* **TRECHO SELECIONADO**:
....................

Lapco não tem dúvidas: "Chávez corre sério risco de morte". Com um tumor agressivo, o paciente necessitaria de excelentes especialistas em oncologia. "Cuba tem uma boa equipe médica, mas não se pode comparar com o Brasil ou a própria Venezuela. Os cubanos fizeram boas coisas nos ramos da epidemiologia e da estatística, mas não na pesquisa do câncer", acrescentou. Ele acredita que Chávez optou pelo tratamento em Havana apenas por uma questão ideológica. "Os chavistas farão o possível para que ele continue no poder e se candidate à reeleição", aposta Lapco. "O sistema político se centra nele." O jornal espanhol El País consultou vários cirurgiões do aparelho digestivo, que têm a mesma opinião do venezuelano. O presidente teria sido operado de um câncer perfurado, no cólon esquerdo.

Na noite de sexta-feira, Chávez participou do programa Mesa Redonda, da tevê estatal cubana, e mostrou-se confiante de sua plena recuperação. "Esta doença ninguém esperava, mas já estamos superando isso, seguindo com a vida, e isso só vai nos fortalecer", declarou. "Estamos muito otimistas e seguros de que sairemos desta também", emendou. Durante a entrevista, o mandatário revelou que seu vice-presidente, Elías Jaua, e alguns de seus ministros sabiam do diagnóstico, antes que se tornasse público. E mais uma vez agradeceu a Fidel Castro. "Se não fosse por Fidel, quem saberia onde e em que labirinto eu estaria agora", desabafou. Chávez garantiu que o "olho de águia" do líder cubano detectou a necessidade de exames médicos. "Fidel é meu médico superior", comentou.

....................

* **DADOS EXTRAÍDOS**:
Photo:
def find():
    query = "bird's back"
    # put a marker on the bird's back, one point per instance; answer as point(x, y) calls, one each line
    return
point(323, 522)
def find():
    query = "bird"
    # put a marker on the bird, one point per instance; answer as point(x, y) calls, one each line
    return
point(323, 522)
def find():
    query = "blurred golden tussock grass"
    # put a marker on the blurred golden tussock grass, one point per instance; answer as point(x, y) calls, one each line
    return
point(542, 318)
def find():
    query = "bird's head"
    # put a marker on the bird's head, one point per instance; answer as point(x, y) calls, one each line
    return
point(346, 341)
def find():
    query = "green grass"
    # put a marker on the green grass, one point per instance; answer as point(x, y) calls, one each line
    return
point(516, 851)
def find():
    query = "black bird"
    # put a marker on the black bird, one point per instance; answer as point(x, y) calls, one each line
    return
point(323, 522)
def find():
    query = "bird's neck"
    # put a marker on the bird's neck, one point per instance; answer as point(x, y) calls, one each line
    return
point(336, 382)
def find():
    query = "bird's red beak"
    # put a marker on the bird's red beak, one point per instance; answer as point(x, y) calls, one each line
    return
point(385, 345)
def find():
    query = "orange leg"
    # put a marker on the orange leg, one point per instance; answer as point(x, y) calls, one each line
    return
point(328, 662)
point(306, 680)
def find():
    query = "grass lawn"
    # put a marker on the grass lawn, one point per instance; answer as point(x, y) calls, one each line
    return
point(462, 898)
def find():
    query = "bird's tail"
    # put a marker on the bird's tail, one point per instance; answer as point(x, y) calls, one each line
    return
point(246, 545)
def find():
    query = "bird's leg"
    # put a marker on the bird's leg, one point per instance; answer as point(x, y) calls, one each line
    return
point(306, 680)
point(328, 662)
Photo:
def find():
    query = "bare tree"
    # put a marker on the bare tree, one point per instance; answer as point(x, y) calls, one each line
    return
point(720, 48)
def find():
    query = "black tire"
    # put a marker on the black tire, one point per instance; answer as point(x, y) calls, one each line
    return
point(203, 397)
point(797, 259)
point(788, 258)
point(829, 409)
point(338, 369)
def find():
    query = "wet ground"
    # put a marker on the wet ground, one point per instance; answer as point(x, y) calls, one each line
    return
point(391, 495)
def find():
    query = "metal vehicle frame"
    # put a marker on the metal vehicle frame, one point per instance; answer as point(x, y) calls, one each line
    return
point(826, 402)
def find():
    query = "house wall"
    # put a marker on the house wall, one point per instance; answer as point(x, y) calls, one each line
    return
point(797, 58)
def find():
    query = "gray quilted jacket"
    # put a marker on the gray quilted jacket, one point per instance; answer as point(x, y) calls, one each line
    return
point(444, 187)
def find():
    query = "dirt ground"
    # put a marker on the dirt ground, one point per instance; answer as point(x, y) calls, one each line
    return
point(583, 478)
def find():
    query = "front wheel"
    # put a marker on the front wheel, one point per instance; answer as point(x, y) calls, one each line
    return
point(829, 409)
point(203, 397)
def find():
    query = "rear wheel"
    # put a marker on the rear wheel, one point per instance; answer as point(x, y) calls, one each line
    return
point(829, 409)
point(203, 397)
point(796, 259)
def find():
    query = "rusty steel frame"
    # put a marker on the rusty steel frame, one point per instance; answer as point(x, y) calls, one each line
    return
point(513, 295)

....................

* **OBJETIVO DO EXERCÍCIO**: Liste todas as pessoas citadas pelo nome no trecho selecionado sobre a doença de Chávez, na ordem em que aparecem.

* **RESULTADO DA TAREFA**:
Lapco
Chávez
Elías Jaua
Fidel Castro